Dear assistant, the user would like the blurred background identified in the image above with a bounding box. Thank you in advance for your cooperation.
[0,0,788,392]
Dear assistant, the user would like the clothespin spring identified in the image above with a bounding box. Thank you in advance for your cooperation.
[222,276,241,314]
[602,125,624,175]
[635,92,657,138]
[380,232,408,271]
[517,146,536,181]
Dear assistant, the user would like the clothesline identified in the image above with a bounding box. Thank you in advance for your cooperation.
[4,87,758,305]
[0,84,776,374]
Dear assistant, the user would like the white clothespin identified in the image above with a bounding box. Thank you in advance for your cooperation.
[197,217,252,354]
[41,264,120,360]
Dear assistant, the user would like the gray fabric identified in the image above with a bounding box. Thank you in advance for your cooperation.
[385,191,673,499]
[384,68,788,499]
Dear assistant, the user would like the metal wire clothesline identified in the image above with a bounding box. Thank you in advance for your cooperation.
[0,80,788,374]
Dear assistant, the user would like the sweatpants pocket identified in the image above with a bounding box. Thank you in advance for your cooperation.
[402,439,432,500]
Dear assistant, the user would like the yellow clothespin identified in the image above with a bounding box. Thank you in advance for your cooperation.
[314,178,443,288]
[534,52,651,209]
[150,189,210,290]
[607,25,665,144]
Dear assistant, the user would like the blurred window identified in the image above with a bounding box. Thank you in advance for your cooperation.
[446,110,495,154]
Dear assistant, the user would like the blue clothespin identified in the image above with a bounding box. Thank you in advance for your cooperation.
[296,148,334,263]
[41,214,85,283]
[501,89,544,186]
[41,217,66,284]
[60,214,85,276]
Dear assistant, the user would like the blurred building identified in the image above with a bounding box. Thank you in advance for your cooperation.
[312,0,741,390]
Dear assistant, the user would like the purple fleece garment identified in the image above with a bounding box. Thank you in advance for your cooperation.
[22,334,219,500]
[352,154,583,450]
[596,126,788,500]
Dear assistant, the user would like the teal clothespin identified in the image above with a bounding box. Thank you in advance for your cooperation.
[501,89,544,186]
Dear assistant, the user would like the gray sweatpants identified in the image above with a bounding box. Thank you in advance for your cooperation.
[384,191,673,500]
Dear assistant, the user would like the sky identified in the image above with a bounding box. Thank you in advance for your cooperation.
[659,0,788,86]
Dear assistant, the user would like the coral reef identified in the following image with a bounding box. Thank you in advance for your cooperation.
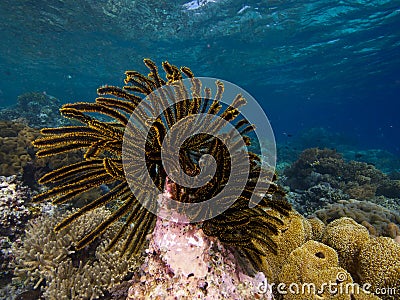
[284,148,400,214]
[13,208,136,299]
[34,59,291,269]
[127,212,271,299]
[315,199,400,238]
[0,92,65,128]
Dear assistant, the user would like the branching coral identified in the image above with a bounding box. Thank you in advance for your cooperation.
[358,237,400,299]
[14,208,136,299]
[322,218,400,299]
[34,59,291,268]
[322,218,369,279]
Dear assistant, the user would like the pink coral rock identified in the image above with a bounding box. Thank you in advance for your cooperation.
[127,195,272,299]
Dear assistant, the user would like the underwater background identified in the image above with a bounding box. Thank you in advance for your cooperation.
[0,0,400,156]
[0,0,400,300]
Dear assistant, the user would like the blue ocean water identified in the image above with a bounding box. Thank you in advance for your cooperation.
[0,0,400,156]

• • •

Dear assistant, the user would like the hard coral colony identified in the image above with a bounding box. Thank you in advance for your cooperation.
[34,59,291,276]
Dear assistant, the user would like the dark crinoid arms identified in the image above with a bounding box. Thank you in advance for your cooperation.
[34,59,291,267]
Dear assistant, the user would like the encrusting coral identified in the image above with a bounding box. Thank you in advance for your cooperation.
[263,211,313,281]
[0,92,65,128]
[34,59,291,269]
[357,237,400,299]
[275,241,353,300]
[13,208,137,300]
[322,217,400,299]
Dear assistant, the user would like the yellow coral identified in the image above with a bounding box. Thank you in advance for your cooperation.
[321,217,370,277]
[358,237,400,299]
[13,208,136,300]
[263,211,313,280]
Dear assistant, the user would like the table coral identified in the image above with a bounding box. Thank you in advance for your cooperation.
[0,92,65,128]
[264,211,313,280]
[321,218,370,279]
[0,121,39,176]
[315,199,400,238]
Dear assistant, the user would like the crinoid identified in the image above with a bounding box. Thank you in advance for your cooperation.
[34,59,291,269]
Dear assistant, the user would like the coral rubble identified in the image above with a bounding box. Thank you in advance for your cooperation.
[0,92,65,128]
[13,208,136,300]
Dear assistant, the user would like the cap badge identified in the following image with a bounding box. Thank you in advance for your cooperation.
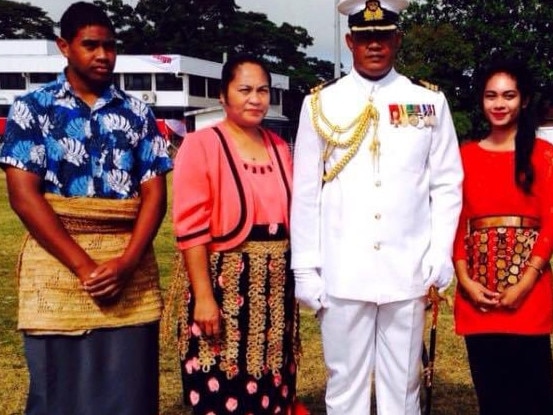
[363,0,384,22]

• • •

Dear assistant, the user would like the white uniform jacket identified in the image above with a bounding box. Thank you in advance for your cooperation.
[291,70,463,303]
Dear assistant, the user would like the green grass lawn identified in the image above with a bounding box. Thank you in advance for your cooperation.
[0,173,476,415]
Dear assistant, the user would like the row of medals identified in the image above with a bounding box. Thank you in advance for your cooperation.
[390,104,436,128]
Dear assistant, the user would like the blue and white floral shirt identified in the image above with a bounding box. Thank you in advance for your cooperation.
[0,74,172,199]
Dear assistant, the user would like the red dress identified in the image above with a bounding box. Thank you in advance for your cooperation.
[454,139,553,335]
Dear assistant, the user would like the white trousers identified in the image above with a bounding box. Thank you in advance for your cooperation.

• • •

**WORK TO COMPLETE:**
Turn the items between the line holding "Dear assistant, the user would like the cap" and the line holding "[363,0,384,22]", inclusive, into a numbered list, with blank lines left out. Leave out the pictures.

**TASK SOLUTION:**
1. Dear assistant, the user would like the cap badge identified in the following image with a bounding box. Thank you in advance for your cooperation.
2. [363,0,384,22]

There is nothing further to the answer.